** Excerpt to read **
--------------------------------------------------

BWW Reviews: AKIO! Follows One Boy's Journey Into The Video Games He Loves To Learn About Life, Courage and Love.

BWW Reviews:  AKIO! Follows One Boy's Journey Into The Video Games He Loves To Learn About Life, Courage and Love.

Friday 10 July 2015, 7pm, Hayes Theatre, Potts Point

AKIO!, a modern day Wizard Of Oz story of sorts, follows a boy as he enters a world of his video games to find allies, enemies and wizards to work through quests to save a princess and gain confidence in the real world. Drawing on dance, martial arts, and Japanese theatre, AKIO! combines physical movement with audio visuals inspired from the games that AKIO! retreats to.

--------------------------------------------------

(Items drawn from a data source)
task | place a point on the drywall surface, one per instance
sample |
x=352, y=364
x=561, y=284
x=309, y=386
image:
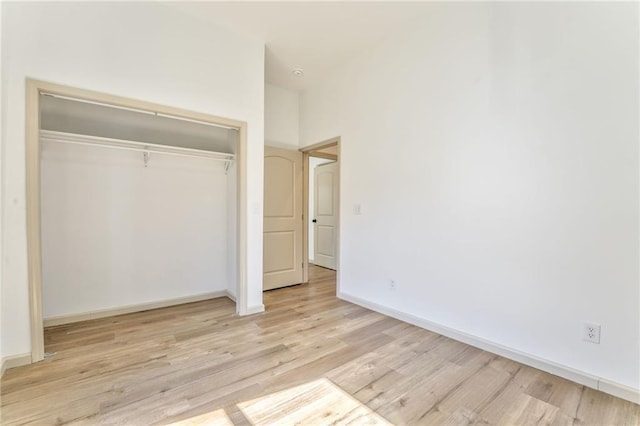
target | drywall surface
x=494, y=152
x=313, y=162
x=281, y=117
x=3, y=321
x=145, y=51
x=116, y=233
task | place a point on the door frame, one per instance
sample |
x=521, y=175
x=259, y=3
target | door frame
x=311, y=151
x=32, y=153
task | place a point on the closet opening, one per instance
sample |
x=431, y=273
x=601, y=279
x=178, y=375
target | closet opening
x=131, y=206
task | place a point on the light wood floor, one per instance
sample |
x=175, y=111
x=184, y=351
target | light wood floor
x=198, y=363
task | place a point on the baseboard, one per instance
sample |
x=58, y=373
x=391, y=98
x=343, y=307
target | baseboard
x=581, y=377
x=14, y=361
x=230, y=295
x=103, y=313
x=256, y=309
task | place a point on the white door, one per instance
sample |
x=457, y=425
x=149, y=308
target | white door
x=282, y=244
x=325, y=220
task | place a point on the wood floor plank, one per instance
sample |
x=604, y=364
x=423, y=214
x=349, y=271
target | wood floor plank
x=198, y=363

--------------------------------------------------

** Short exercise 1 **
Set down, word for word, the records from the line holding "task | place a point on the baseboard, one" through the end of the records, inclusive.
** Short exercise 2 **
Supply the next part of the review of AKIO!, starting after its final sentence.
The records bear no relation to the review of AKIO!.

** Exercise result 1 **
task | place a point on the baseboard, one per instance
sample |
x=58, y=373
x=391, y=98
x=343, y=307
target | baseboard
x=581, y=377
x=14, y=361
x=230, y=295
x=103, y=313
x=256, y=309
task | place a point on the white door, one per instance
sample |
x=457, y=425
x=149, y=308
target | white door
x=282, y=244
x=325, y=220
task | place a point on the wood floor plank, one per instance
sample |
x=604, y=364
x=423, y=214
x=349, y=271
target | wood floor plank
x=198, y=363

** Exercise result 2 **
Matthew De Haas(Writer, Set Design) and Mariya Tkachenko's(Set Design) pixelated set of white grid floor and walls is dressed with black bordered white cubes of varying sizes as a class takes place. The severe teacher in black, Rin (Chanelle Freeland) presides over the class as personalities emerge with fights between the blue clad Akio (Kevin Clayette) and Yuuta(Aaron Sweeten) in red as belongings are confiscated including Akio's Gameboy. Akio's best friend Ane (Ellie May), in green, stands up to Yuuta after he bullies Akio whilst Harumi (Demitra Alexandria) in pink appears to be the good girl of the group.

As Akio's gameboy malfunctions, he finds himself tumbling into a pixelated world of his favourite games. As with Wizard of Oz, as Akio seeks to find a way out of the game, he needs to obtain items and complete a quest, meeting characters that seem very familiar, assisted by white clad spirits, drawing on Japanese mythology and theatre, holding the dual purpose of the spirits that guide Akio! and the Japanese theatre koken that provide set changes and on stage costume changes. .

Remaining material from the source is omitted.